YOUR ASSIGNMENT
Please continue the passage about immigration and Social Security's finances from the point where it ends.

Even plans to provide undocumented immigrants a pathway to citizenship as part of comprehensive immigration reform are projected to have an ameliorative effect on Social Security’s finances. The bipartisan, comprehensive immigration reform bill of 2013, for example, which tied so-called amnesty to stricter border enforcement and increased legal immigration, would have extended Social Security’s solvency by two years.

The reason immigrants have a positive impact on the program, even when they are legally entitled to collect benefits, is because they skew younger and are more likely to be employed, even as compared to their young native-born peers.

“The cost rate [of Social Security] decreases with an increase in total net immigration because immigration occurs at relatively young ages, thereby increasing the numbers of covered workers earlier than the numbers of beneficiaries,” Social Security’s trustees wrote in their 2023 annual report, which estimates that a net increase of 100,000 legal immigrants per year would provide a modest but notable boost to the program’s finances.

Social Security’s retirement program faces a long-term funding shortfall, with trust fund reserves and projected payroll tax revenue sufficient to cover all benefits until 2034, at which point the reserves are expected to run dry and incoming revenue will cover only 77% of promised benefits. To close that funding gap, Republicans have generally favored spending cuts, such as raising eligibility ages, while Democrats focus on increasing revenue.

Biden’s fiscal 2025 budget includes a broadly worded proposal to require higher earners to pay into Social Security on all of their earnings. Currently, Americans pay into Social Security on the first $168,600 of their earnings, but also do not receive benefits tied to their pay above that level.

Since his political ascent in 2016, Trump has differed from other Republicans by professing his opposition to direct benefit cuts to the two popular social insurance programs.

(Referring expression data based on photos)
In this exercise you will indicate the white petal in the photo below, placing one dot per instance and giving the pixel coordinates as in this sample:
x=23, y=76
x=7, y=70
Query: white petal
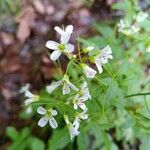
x=41, y=110
x=52, y=45
x=29, y=110
x=55, y=55
x=59, y=30
x=65, y=38
x=107, y=48
x=66, y=119
x=72, y=86
x=90, y=48
x=28, y=94
x=69, y=29
x=53, y=123
x=73, y=132
x=43, y=121
x=89, y=72
x=54, y=112
x=28, y=101
x=66, y=89
x=24, y=88
x=69, y=48
x=99, y=66
x=82, y=106
x=76, y=123
x=75, y=106
x=53, y=86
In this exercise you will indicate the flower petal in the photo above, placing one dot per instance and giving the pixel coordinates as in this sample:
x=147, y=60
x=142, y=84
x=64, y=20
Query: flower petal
x=53, y=123
x=55, y=55
x=65, y=38
x=53, y=86
x=69, y=48
x=28, y=94
x=75, y=106
x=76, y=123
x=41, y=110
x=82, y=106
x=43, y=121
x=73, y=132
x=28, y=101
x=72, y=86
x=24, y=88
x=59, y=30
x=69, y=29
x=52, y=45
x=99, y=66
x=66, y=89
x=54, y=112
x=89, y=72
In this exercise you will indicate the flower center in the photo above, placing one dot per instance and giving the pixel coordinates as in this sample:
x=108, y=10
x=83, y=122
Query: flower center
x=61, y=47
x=48, y=113
x=36, y=98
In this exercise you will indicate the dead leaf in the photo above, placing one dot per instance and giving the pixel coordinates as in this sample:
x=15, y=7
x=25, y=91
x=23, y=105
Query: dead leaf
x=26, y=21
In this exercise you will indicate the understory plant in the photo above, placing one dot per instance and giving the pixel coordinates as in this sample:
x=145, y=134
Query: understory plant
x=102, y=97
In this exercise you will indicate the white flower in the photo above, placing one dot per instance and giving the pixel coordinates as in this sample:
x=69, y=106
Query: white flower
x=68, y=30
x=141, y=16
x=82, y=96
x=73, y=130
x=67, y=85
x=102, y=58
x=48, y=117
x=89, y=72
x=29, y=110
x=148, y=49
x=84, y=92
x=82, y=115
x=63, y=46
x=24, y=88
x=30, y=98
x=126, y=28
x=88, y=49
x=77, y=102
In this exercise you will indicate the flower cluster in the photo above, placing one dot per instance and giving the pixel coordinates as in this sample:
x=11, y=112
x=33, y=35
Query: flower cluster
x=129, y=28
x=77, y=101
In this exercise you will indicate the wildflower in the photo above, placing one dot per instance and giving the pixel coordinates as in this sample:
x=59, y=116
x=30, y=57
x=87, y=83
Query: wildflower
x=102, y=58
x=88, y=49
x=126, y=28
x=67, y=85
x=82, y=96
x=77, y=102
x=63, y=46
x=30, y=98
x=24, y=88
x=141, y=16
x=29, y=110
x=68, y=30
x=73, y=130
x=79, y=117
x=89, y=72
x=48, y=117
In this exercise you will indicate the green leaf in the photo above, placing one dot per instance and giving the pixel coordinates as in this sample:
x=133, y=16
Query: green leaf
x=59, y=139
x=12, y=133
x=82, y=141
x=145, y=145
x=37, y=144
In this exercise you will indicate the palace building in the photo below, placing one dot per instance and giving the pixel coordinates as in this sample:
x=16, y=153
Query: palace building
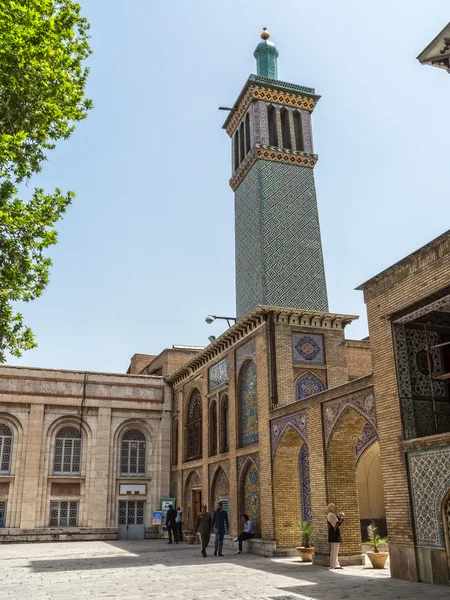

ANSWER TO THIS TASK
During the 2024 Republican presidential primary, he specifically attacked former South Carolina Gov. Nikki Haley for embracing cuts to Social Security, including an increase in the retirement age.

“Haley said she wants to raise the Social Security retirement age to match life expectancy, which means that she wants it to go up to about 77. Is everybody happy with that?” he said at a New Hampshire rally in late January. “It’s not going to happen with us.”

But as president, Trump did go after Social Security’s more politically vulnerable disability benefits program. In 2020, Trump tried to increase the number of benefits reviews that would throw more beneficiaries out of the program, and instituted a rule banning benefits for people whose disabilities limit them to part-time work but do not prevent them from working altogether.

“These were unprecedented attacks on Social Security,” Lawson said.

Trump has even suggested that he agrees with more conventional Republican colleagues about the need to cut Social Security benefits, but that he sees it as politically unwise.

“There is a lot you can do in terms of entitlements, in terms of cutting, and in terms of also the theft and the bad management of entitlements, tremendous bad management of entitlements,” Trump said on CNBC in March. The Biden campaign has hammered Trump for the comment.

The remarks echoed something Trump told CNBC in January 2020, when he said of Social Security and Medicare cuts: “At the right time, we will take a look at that.”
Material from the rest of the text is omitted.